§ Prompt 1
Rewrite the entries from the line containing "Tag every instance of the sky in" through the line containing "(1155, 409)", replacing "instance" with "occurrence" and keeping everything else the same.

Answer
The given integral is
$$
\begin{aligned} \int_{2}^{5}(4-2 x) d x &=\lim _{n \rightarrow \infty} \sum_{i=1}^{n} f\left(x_{i}\right) \Delta x \\
&=-9 \end{aligned}
$$
Work Step by Step
$$
\int_{2}^{5} (4-2x)d x
$$
The width of the subintervals is
$$
\Delta x=(5-2) / n=\frac{3}{n},
$$
and
$$
x_{i}=2+i \Delta x=2+\frac{3i}{n}.
$$
The given integral is
$$
\begin{aligned} \int_{2}^{5}(4-2 x) d x &=\lim _{n \rightarrow \infty} \sum_{i=1}^{n} f\left(x_{i}\right) \Delta x \\
&=\lim _{n \rightarrow \infty} \sum_{i=1}^{n} f\left(2+\frac{3 i}{n}\right) \frac{3}{n} \\
&=\lim _{n \rightarrow \infty} \frac{3}{n} \sum_{i=1}^{n}\left[4-2\left(2+\frac{3 i}{n}\right)\right] \\
&=\lim _{n \rightarrow \infty} \frac{3}{n} \sum_{i=1}^{n}\left[-\frac{6 i}{n}\right] \\
&=\lim _{n \rightarrow \infty} \frac{3}{n}\left(-\frac{6}{n}\right) \sum_{i=1}^{n} i \\
&=\lim _{n \rightarrow \infty}\left(-\frac{18}{n^{2}}\right)\left[\frac{n(n+1)}{2}\right] \\
&=\lim _{n \rightarrow \infty}\left(-\frac{18}{2}\right)\left(\frac{n+1}{n}\right) \\
&=-9 \lim _{n \rightarrow \infty}\left(1+\frac{1}{n}\right)\\
&=-9(1)\\
&=-9 \end{aligned}
$$

§ Entries shown
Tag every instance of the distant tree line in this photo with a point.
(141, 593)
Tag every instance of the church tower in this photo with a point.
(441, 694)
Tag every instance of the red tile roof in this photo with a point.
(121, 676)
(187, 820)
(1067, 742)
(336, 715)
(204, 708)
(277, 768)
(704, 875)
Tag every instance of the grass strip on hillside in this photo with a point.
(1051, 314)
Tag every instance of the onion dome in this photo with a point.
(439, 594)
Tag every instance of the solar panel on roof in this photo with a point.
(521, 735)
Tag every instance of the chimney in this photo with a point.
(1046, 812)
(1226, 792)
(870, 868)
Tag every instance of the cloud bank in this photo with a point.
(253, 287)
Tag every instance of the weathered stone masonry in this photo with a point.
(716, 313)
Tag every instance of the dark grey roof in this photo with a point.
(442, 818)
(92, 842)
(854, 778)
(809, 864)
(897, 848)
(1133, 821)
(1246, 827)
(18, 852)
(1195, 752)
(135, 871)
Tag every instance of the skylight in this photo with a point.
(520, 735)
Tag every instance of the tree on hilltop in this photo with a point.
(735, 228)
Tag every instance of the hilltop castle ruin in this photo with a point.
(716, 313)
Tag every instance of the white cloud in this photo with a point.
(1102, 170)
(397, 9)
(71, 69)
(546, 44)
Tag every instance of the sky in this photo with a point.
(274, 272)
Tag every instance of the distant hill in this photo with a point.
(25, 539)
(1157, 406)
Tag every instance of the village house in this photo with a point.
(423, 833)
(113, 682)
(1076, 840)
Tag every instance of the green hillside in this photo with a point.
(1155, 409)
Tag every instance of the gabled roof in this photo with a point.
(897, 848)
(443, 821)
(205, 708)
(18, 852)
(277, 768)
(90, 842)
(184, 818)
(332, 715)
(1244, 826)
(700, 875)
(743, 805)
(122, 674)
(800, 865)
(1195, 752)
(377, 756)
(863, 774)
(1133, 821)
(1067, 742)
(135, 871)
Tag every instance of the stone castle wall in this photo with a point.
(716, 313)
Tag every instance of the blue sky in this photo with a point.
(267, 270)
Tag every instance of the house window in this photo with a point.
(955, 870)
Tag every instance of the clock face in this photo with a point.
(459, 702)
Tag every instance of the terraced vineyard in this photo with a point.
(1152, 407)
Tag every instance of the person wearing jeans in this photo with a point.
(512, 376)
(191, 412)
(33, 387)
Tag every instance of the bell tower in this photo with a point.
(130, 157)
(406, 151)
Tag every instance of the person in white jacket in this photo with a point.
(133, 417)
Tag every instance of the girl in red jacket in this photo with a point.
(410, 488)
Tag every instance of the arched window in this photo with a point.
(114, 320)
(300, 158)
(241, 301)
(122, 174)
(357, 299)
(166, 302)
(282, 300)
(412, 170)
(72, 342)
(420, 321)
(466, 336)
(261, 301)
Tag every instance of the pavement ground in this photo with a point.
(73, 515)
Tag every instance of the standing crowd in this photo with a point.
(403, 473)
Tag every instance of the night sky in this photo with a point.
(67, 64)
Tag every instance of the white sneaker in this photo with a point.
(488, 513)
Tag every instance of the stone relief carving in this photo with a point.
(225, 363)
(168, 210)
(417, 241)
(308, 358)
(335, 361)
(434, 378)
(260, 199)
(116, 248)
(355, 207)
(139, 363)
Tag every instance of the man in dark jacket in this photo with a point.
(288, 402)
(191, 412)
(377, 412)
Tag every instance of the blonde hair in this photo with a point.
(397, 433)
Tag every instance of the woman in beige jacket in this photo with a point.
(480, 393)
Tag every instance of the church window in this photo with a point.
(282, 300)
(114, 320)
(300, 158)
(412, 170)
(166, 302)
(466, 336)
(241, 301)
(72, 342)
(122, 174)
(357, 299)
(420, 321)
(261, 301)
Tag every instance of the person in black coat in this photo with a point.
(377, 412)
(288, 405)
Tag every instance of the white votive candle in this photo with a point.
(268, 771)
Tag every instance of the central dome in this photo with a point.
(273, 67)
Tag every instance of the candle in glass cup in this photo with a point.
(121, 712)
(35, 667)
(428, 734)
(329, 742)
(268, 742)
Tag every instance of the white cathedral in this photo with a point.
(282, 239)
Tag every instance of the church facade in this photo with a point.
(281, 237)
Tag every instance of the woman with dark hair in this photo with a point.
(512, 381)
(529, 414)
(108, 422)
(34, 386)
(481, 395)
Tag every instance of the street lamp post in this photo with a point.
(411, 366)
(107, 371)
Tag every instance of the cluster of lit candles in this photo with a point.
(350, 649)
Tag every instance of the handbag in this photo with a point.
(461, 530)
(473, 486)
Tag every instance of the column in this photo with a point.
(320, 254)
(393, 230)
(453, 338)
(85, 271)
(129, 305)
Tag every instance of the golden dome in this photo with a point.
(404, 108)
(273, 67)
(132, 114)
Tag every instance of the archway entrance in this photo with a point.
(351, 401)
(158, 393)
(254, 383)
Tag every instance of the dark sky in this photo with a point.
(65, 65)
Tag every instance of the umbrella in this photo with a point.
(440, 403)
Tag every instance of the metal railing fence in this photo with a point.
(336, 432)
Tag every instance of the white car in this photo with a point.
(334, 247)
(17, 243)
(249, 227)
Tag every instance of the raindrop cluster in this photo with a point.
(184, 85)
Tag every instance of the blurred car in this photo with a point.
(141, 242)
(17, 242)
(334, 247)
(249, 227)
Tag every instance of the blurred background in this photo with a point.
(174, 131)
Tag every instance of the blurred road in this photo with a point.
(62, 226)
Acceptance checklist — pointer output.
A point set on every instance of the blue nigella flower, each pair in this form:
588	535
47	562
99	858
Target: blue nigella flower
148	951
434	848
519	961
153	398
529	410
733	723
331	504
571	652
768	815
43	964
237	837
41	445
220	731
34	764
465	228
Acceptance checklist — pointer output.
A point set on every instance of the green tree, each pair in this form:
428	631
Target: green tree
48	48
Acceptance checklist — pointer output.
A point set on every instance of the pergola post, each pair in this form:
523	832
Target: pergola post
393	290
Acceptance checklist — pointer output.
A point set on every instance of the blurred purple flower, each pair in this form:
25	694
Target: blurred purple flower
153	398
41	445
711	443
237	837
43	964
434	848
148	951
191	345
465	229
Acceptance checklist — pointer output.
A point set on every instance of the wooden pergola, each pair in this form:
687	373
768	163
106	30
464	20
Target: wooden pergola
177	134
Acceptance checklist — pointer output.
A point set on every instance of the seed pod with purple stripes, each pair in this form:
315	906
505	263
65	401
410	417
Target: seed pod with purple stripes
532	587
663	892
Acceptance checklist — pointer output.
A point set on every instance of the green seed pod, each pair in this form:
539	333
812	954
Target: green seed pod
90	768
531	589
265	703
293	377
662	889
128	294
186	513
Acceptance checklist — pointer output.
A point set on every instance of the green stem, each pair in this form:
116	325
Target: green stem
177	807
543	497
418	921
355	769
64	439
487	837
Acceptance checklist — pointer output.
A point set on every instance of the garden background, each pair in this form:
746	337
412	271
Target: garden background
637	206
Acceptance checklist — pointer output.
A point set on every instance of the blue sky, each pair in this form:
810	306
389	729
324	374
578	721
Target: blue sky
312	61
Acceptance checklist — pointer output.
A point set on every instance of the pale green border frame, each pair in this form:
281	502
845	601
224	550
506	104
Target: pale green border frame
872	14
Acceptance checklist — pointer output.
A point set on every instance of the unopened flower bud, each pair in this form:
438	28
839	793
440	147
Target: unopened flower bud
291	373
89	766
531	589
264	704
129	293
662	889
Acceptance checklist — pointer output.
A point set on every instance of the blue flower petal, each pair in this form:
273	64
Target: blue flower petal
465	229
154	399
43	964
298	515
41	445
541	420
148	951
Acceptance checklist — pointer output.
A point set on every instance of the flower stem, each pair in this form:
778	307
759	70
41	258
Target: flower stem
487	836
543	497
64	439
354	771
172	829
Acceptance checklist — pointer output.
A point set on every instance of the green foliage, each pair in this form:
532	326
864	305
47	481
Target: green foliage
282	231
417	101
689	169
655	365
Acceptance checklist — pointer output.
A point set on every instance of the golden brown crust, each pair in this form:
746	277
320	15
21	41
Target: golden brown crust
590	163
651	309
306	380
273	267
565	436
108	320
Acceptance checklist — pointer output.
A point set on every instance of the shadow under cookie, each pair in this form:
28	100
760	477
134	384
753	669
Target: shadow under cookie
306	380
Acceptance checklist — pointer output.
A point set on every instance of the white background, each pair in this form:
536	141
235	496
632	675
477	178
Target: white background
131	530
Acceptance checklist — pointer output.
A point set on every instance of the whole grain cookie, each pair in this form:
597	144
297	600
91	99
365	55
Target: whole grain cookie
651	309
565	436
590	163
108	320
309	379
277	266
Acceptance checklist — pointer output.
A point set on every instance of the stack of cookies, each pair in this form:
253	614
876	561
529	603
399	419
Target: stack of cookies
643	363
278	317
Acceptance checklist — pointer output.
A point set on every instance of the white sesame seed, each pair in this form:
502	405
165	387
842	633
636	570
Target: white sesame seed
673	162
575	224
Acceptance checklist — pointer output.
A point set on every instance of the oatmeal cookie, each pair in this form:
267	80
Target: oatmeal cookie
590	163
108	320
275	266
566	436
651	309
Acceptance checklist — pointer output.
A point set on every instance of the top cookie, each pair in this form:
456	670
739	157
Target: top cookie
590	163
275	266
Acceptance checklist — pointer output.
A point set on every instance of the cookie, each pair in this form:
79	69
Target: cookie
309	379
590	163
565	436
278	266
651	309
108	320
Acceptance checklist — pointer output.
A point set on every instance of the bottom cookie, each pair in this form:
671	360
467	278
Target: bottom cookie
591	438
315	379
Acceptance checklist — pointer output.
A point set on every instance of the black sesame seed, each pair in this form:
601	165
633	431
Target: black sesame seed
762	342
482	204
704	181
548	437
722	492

§ Prompt 2
Answer these questions about the worked integral solution:
(a) What is the width of the subintervals?
(b) What expression is given for x_i?
(c) What value does the integral come to?

§ Task response 1
Tag every occurrence of the sky in this photo with a point.
(274, 272)
Tag every occurrence of the distant hill in this photo with a point.
(25, 539)
(1157, 406)
Tag every occurrence of the village house in this photo with a point.
(423, 833)
(113, 682)
(1076, 840)
Tag every occurrence of the green hillside in this photo with a point.
(1155, 409)

§ Task response 2
(a) Δx = (5 − 2)/n = 3/n
(b) x_i = 2 + iΔx = 2 + 3i/n
(c) −9